◆ **Exercise aim**
Please reproduce the passage of the fMRI pain article below between "The researchers pursued" and "the researchers note.", inclusive, word for word.

◆ **Page text**
====================

Scientists use fMRI, neurological pattern to diagnose pain

The quest for a reliable pain biomarker remains elusive. Among the limited options available: patient facial expressions and their own reports of how much they hurt. But as Medscape Medical News reports, researchers from the University of Colorado, Boulder, believe they have found a distinct, reliable neurological pattern that appears to reflect response to pain caused by heat.

Similarly, that pattern diminished when researchers introduced an opioid analgesic to treat pain symptoms. And functional MRI made it all possible.

Their work is published in The New England Journal of Medicine. The researchers themselves caution that more studies are necessary to determine where the neurological signature predicts clinical pain. But Tor D. Wager, one of the study authors, told Medscape that their fMRI test could help diagnose pain in patients who can't express what they're feeling, such as the very young or old, or patients with cognitive problems. And in doing so, having a new reliable pain biomarker could greatly help with both pain diagnosis and treatment.

The researchers pursued four studies involving 114 healthy men and women. For two, after enacting heat-induced pain, they used fMRI to successfully spot a reliable neurological signature in several parts of the brain, with both high sensitivity and specificity. In one of the studies, researchers were also able to use the brain signature to tell the difference between physical and social pain (recalling a relationship breakup), which can hit the same brain areas. A fourth study used the drug remifentanil to successfully reduce the pain-related neurological response generated by heat, the researchers note.

A year ago, scientists from Harvard Medical School and the Martinos Center for Biomedical Imaging detected changes in connectivity between regions of the brain through their study of the brains of people with chronic low back pain and discogenic pain. Stanford researchers have also developed an algorithm to diagnose pain.

====================

◆ **Data listing**

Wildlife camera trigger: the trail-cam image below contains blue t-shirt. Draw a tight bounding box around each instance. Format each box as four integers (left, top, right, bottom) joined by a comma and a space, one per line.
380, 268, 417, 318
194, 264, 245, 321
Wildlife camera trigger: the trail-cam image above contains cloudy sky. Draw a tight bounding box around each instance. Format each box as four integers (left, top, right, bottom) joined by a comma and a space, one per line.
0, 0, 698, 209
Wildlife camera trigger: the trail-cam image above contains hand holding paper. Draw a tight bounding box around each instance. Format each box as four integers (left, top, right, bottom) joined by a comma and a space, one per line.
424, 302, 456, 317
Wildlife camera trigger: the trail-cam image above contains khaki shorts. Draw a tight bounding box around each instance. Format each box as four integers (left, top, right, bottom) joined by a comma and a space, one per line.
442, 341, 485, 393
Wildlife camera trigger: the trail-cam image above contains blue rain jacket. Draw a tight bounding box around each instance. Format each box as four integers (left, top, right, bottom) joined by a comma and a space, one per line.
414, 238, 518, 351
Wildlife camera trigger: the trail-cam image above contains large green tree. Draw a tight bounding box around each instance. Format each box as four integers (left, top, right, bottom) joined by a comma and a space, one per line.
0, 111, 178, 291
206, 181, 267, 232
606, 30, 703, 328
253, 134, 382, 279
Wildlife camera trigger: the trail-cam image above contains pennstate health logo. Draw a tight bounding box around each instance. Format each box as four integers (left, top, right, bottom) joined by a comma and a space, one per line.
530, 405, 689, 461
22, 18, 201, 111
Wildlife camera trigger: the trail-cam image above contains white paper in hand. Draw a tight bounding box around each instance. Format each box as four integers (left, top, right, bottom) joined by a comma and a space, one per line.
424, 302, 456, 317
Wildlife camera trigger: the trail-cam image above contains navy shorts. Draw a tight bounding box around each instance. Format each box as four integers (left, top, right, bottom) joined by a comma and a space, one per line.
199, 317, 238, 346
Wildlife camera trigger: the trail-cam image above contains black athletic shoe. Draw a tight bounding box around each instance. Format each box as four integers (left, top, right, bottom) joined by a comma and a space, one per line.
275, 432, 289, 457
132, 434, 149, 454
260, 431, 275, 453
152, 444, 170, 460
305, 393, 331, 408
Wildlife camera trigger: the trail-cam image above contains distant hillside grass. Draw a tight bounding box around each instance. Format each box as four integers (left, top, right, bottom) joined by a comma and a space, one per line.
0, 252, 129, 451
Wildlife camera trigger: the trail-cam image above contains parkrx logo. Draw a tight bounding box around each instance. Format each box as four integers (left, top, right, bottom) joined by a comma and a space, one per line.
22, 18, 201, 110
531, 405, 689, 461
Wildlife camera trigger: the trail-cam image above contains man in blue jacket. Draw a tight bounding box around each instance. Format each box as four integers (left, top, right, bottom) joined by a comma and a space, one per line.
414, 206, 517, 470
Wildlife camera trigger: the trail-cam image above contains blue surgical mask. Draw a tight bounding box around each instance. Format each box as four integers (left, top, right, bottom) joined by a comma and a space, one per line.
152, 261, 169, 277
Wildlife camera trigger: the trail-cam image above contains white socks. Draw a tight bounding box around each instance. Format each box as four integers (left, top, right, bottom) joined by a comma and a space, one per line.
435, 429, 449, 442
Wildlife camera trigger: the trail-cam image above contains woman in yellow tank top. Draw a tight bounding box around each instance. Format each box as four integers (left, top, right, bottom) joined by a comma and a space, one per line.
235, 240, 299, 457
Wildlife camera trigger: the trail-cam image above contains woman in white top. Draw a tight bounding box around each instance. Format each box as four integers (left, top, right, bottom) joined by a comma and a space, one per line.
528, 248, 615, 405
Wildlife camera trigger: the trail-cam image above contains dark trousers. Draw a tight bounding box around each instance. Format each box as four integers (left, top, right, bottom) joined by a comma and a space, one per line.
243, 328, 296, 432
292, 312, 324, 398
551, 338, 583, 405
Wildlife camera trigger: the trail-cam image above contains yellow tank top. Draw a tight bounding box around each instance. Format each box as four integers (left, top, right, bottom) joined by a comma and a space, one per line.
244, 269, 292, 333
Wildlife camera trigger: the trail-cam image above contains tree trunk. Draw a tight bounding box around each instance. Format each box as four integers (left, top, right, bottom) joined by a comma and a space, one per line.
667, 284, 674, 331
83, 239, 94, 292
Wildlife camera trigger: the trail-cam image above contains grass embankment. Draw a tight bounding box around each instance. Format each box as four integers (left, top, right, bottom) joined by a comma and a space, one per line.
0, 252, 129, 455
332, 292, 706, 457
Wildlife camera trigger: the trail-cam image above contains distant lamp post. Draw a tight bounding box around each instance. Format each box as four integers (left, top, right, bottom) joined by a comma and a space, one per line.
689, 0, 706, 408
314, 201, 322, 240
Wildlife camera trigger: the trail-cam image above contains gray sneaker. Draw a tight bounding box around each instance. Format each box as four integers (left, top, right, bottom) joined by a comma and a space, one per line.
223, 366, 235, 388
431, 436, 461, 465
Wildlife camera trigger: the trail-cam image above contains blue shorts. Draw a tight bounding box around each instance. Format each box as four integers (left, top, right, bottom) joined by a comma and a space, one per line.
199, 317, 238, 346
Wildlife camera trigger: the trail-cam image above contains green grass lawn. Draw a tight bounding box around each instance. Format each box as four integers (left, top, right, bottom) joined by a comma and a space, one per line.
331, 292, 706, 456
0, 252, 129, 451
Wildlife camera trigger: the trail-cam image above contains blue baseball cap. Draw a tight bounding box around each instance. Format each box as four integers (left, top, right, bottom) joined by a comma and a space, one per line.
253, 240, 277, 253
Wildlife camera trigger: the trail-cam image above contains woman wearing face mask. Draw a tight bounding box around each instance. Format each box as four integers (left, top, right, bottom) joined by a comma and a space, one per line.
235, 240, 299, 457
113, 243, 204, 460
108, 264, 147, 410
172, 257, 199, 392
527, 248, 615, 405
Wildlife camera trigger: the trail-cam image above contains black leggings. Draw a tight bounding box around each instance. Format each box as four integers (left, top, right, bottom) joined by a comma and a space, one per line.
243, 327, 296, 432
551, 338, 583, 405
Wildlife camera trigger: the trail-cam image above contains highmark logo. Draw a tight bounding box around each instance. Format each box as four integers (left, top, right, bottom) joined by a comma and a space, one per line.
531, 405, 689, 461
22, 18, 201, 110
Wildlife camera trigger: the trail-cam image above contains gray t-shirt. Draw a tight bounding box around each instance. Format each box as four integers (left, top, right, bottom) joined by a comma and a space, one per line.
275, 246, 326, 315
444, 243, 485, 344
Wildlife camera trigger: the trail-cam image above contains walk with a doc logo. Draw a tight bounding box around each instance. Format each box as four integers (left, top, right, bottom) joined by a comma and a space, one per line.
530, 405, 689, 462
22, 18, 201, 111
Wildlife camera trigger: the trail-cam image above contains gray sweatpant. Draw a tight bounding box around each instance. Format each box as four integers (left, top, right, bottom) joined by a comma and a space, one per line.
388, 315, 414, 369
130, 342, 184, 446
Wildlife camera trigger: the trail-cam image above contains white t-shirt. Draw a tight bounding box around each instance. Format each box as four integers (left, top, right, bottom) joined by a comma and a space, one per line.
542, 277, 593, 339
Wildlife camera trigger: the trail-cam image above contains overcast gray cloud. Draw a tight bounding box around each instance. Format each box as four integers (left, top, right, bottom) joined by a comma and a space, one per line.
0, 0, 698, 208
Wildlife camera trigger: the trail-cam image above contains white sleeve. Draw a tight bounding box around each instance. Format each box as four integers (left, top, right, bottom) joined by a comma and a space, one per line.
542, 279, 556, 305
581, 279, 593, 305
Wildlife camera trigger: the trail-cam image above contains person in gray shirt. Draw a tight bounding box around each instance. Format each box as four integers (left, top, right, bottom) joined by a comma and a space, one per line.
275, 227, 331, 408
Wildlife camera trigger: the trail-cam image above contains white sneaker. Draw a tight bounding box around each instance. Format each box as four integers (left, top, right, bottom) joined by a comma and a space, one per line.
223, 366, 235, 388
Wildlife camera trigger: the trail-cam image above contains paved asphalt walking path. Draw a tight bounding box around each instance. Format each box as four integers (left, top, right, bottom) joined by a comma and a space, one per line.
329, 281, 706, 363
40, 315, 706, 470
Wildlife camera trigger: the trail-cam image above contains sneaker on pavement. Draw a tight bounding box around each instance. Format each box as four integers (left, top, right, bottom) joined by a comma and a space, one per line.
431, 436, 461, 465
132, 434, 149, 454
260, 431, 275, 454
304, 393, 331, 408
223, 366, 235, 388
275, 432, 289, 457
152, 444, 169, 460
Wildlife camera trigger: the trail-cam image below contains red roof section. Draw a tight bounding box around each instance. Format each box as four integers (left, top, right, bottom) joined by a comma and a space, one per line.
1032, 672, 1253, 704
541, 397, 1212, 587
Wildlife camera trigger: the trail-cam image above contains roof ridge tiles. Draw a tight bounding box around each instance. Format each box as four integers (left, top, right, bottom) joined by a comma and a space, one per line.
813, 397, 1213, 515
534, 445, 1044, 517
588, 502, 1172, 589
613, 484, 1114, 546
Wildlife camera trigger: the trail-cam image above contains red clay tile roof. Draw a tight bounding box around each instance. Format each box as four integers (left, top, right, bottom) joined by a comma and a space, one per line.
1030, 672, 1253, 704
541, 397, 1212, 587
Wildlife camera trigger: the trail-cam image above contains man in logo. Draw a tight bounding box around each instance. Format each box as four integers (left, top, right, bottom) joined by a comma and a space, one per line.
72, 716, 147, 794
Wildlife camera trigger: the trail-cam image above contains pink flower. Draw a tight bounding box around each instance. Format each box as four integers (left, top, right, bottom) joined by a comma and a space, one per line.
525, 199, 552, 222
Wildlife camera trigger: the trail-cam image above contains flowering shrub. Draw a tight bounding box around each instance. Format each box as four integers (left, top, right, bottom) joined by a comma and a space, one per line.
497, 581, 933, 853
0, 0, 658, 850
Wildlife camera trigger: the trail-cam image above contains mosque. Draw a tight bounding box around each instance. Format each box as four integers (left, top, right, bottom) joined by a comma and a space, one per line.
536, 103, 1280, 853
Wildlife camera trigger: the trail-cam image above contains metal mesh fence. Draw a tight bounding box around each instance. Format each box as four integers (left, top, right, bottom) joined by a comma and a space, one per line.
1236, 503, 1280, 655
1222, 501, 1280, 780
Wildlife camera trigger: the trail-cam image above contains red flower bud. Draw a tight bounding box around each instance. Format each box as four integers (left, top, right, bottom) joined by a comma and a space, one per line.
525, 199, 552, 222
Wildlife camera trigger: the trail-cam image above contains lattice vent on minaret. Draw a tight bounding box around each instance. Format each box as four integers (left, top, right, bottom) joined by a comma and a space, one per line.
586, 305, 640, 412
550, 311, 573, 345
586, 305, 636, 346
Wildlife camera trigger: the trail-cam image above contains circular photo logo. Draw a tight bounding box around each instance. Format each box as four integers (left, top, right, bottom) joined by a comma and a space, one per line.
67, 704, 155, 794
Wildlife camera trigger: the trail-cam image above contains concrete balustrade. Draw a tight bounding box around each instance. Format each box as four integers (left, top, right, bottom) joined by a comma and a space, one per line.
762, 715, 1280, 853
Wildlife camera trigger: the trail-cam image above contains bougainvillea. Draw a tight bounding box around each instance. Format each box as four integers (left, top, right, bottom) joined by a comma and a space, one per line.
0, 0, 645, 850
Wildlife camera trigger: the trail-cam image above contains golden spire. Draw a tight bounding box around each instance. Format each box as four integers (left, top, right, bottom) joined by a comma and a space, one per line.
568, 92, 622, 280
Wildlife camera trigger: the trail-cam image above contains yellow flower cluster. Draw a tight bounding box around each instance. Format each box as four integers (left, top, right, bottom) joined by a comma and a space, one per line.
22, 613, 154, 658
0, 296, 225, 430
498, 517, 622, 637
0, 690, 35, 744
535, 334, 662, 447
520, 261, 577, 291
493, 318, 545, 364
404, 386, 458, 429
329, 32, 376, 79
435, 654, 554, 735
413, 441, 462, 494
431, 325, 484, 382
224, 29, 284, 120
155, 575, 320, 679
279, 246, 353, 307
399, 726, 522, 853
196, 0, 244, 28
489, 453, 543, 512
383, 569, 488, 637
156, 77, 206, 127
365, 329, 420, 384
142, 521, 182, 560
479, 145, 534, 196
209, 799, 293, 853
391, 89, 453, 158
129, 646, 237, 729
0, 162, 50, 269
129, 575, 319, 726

====================

◆ **Solution for this problem**
The researchers pursued four studies involving 114 healthy men and women. For two, after enacting heat-induced pain, they used fMRI to successfully spot a reliable neurological signature in several parts of the brain, with both high sensitivity and specificity. In one of the studies, researchers were also able to use the brain signature to tell the difference between physical and social pain (recalling a relationship breakup), which can hit the same brain areas. A fourth study used the drug remifentanil to successfully reduce the pain-related neurological response generated by heat, the researchers note.